▶ **The data**

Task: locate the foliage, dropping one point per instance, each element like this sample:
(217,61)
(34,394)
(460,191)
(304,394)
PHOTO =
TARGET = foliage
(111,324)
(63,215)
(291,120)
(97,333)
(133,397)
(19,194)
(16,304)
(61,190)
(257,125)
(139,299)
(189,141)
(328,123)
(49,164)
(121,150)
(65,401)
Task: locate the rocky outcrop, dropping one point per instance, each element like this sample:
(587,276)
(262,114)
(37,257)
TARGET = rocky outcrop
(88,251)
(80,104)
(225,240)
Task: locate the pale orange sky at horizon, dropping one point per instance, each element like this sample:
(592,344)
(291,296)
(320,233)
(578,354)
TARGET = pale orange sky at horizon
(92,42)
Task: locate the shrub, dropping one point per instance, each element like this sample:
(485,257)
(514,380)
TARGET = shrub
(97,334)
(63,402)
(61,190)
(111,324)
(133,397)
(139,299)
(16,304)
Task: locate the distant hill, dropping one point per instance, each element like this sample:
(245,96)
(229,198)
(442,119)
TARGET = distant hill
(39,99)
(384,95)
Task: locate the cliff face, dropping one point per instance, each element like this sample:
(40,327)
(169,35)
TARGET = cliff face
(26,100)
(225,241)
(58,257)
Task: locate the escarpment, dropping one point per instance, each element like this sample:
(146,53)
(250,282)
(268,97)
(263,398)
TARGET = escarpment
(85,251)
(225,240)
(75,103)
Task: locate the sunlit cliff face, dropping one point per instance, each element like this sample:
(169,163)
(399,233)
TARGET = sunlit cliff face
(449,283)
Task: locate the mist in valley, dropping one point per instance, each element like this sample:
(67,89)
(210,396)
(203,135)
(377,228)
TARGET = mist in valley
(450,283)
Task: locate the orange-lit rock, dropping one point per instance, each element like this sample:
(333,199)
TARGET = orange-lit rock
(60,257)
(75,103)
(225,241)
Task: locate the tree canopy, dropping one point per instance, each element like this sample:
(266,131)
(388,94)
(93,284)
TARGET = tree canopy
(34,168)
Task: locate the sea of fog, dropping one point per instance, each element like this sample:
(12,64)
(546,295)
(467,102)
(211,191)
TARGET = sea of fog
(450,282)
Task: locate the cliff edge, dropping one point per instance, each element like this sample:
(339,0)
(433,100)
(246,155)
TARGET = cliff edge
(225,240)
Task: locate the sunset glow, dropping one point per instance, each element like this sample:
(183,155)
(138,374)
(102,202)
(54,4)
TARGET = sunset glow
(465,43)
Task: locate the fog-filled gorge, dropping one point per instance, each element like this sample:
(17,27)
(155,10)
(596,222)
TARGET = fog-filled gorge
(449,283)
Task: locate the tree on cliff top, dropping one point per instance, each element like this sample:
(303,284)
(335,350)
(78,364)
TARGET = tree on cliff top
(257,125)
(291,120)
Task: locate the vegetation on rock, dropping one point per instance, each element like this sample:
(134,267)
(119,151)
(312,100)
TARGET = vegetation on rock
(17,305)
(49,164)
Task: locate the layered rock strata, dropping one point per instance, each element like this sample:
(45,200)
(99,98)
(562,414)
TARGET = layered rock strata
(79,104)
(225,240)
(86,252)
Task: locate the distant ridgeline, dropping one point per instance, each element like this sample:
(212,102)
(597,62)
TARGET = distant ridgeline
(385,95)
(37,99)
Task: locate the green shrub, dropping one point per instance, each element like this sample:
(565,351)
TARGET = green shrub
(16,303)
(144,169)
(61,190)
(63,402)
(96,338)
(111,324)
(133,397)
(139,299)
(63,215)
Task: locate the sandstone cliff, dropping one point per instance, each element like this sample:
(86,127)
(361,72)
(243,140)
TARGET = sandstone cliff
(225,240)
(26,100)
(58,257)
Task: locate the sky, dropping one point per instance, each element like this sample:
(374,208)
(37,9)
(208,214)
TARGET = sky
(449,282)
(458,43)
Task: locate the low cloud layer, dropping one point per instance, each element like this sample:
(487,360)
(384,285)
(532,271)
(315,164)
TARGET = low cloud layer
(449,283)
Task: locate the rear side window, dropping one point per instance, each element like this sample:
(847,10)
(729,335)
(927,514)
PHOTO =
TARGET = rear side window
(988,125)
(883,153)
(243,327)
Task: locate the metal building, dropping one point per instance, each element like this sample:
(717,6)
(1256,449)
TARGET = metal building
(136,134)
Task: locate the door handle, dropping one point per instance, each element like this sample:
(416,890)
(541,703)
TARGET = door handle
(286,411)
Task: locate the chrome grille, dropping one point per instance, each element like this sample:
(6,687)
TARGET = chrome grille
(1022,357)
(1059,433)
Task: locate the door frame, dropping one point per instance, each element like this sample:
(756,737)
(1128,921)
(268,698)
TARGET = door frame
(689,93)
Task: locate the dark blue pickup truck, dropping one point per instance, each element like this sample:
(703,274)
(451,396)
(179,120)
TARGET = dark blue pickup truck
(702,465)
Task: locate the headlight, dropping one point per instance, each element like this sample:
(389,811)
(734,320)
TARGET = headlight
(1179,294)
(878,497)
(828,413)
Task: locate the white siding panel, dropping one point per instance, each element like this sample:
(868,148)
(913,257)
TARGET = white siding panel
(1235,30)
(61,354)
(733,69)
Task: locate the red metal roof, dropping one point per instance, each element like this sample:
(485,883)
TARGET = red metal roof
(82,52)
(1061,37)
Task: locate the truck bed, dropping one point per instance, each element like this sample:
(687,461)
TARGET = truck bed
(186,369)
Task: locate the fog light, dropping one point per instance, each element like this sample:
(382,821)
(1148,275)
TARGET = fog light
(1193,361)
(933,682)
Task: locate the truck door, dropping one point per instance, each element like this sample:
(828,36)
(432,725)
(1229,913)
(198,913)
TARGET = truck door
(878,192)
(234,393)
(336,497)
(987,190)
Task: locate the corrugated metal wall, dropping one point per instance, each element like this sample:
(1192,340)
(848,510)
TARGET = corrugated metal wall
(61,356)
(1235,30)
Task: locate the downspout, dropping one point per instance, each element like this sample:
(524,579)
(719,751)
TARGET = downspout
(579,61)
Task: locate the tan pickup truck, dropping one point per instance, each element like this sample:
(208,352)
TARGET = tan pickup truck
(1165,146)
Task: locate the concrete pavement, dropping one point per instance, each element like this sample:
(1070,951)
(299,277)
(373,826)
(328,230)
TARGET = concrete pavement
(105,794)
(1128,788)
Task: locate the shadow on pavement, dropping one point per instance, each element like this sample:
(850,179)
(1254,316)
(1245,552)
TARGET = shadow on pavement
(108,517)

▶ **Work instructions**
Each record above must be given again exactly as written.

▶ **Output for this exercise**
Task: locate the foliage, dropping one point per instance, each element like this sample:
(217,61)
(34,394)
(460,191)
(304,394)
PHOTO =
TARGET = foliage
(111,324)
(63,215)
(291,120)
(97,333)
(133,397)
(19,194)
(16,304)
(61,190)
(257,125)
(139,299)
(189,141)
(328,123)
(49,164)
(121,150)
(65,401)
Task: locate the rocky outcrop, dropping one point per instance, each element like this sample:
(587,276)
(262,114)
(37,257)
TARGET = rocky outcrop
(88,251)
(80,104)
(225,240)
Task: locate the pale orange sky at horizon, dropping one point per instance, each element like this sample:
(592,344)
(291,296)
(320,233)
(578,354)
TARGET = pale orange sky at horizon
(92,42)
Task: locate the shrub, dropping one point per instance, each element like this sample:
(485,257)
(514,380)
TARGET = shrub
(97,334)
(63,402)
(61,190)
(111,324)
(133,397)
(139,299)
(16,304)
Task: locate the distant hill, dropping one point per instance, each element like this sample:
(245,96)
(229,198)
(442,119)
TARGET = distant hill
(39,99)
(384,95)
Task: locate the cliff face, dropping one point per instance, each element like this sample:
(40,327)
(169,35)
TARGET = cliff face
(26,100)
(225,241)
(58,257)
Task: locate the escarpment, dropping one point per instance, each element like this sample:
(146,53)
(250,282)
(268,97)
(263,398)
TARGET = escarpment
(85,251)
(225,240)
(75,103)
Task: locate the sunlit cliff face, dropping one point per instance, each element like this sample:
(169,163)
(399,233)
TARGET = sunlit cliff face
(449,283)
Task: locate the mist in valley, dropping one point per instance, each element like this sample:
(67,89)
(210,396)
(203,135)
(377,228)
TARGET = mist in valley
(450,283)
Task: locate the orange-lit rock, dropping one point per instance, each element like this sample:
(333,199)
TARGET = orange-lit rock
(60,257)
(75,103)
(225,241)
Task: locate the tree canopy, dropping one point per instance, each element like this sample:
(266,131)
(388,94)
(93,284)
TARGET = tree canopy
(34,168)
Task: locate the sea of fog, dropping one point per instance, each element like this sample:
(12,64)
(546,295)
(467,102)
(211,191)
TARGET = sea of fog
(450,282)
Task: locate the cliff edge, dropping one point per instance, each element like this sample:
(339,0)
(433,100)
(246,155)
TARGET = cliff edge
(225,240)
Task: locate the sunset glow, dropping one point per instance, each element like this sample:
(183,155)
(138,374)
(102,202)
(54,4)
TARGET = sunset glow
(465,43)
Task: locate the fog-filled gorge, dropping one point per instance, each element like this sample:
(17,27)
(155,10)
(596,222)
TARGET = fog-filled gorge
(449,283)
Task: locate the tree on cliff top, dropping one point per instance, each element like this sample:
(303,284)
(335,350)
(78,364)
TARGET = tree on cliff top
(257,125)
(291,120)
Task: locate the vegetation on rock, dropping one point per instance, each element like this sample:
(134,267)
(119,151)
(312,100)
TARGET = vegetation on rock
(17,305)
(49,164)
Task: locate the layered rock strata, dropping one point per instance, each element like this sample:
(45,200)
(99,98)
(562,414)
TARGET = layered rock strata
(79,104)
(225,240)
(86,252)
Task: locate the distant ridgeline, dropping one point per instance, each element like this sample:
(212,102)
(597,62)
TARGET = distant ridgeline
(385,95)
(37,99)
Task: locate the green shrub, dropping one point per instance, each element like this sample:
(565,351)
TARGET = green shrub
(16,303)
(144,169)
(61,190)
(63,402)
(96,338)
(111,324)
(133,397)
(139,299)
(63,215)
Task: locate the sandstone cliff, dropping one point per instance, each element like this sample:
(86,127)
(361,72)
(243,140)
TARGET = sandstone cliff
(225,240)
(26,100)
(58,257)
Task: locate the sky, dropping one point per instance, each element like this sample:
(374,208)
(37,9)
(208,214)
TARGET = sky
(449,282)
(458,43)
Task: locate the low cloud layer, dropping one point per instance, each element like this sample:
(487,360)
(384,285)
(532,271)
(315,164)
TARGET = low cloud layer
(449,283)
Task: locate the rear side window, dropping one point per instance, each element like this sample:
(847,10)
(729,335)
(927,514)
PHOTO =
TARGET = rear side window
(988,125)
(883,153)
(243,327)
Task: locate the metal building, dropping one point per instance, each element like this sample:
(717,6)
(1256,449)
TARGET = metal building
(136,134)
Task: locate the door handle, dropping one point per instance, each element like this sample:
(416,890)
(541,703)
TARGET = door handle
(286,411)
Task: locate the chrome grille, dropping one point per instance, each element like this sample:
(6,687)
TARGET = chrome grille
(1022,357)
(1059,433)
Task: locate the door frame, dropping one point per instance, each element like this sample:
(756,737)
(1128,921)
(268,698)
TARGET = door frame
(689,93)
Task: locate the dark blue pickup truck, dropping one point per instance, each element like this sample:
(703,274)
(451,396)
(179,120)
TARGET = dark blue pickup truck
(702,465)
Task: locate the headlight, dropping one point per instance, each element like this sample:
(389,811)
(734,320)
TARGET = headlight
(1179,294)
(878,497)
(828,413)
Task: locate the white siding panel, dropping one point per instance, each element like this sample:
(868,148)
(913,257)
TARGET = white siding panel
(1235,30)
(61,354)
(733,69)
Task: locate the red metal roof, dropping one point per instance, each element like this sample:
(485,883)
TARGET = red metal roof
(82,52)
(1061,37)
Task: locate the truck bed, dropping one point per instance, each element like this sample:
(687,461)
TARGET = truck bed
(186,369)
Task: locate the fog light, dropping one point per instance, each element like this sample:
(382,821)
(1148,275)
TARGET = fog light
(1193,361)
(933,682)
Task: locate the truck door, dropping one point per instance, each element like this sample:
(828,36)
(432,725)
(1229,913)
(198,913)
TARGET = truck door
(878,192)
(234,393)
(336,497)
(987,190)
Task: locate the corrugated metal wall, dropping one point per instance, each element like this sample:
(1192,340)
(848,510)
TARGET = corrugated metal wall
(61,356)
(1235,30)
Task: locate the downspout, dropping one point per instance, each element like this sample:
(524,579)
(719,751)
TARGET = downspout
(579,61)
Task: locate the tan pickup truck, dropping one point per instance, each element like this sample:
(208,352)
TARGET = tan pickup truck
(1165,146)
Task: locate the concrete pavement, dropping one point per instance, each element like this sample:
(1070,951)
(299,277)
(373,826)
(328,230)
TARGET = concrete pavement
(105,794)
(1128,788)
Task: locate the shadow on pavement, dropping one point per instance, each element like this sample:
(850,179)
(1254,316)
(1245,552)
TARGET = shadow on pavement
(108,517)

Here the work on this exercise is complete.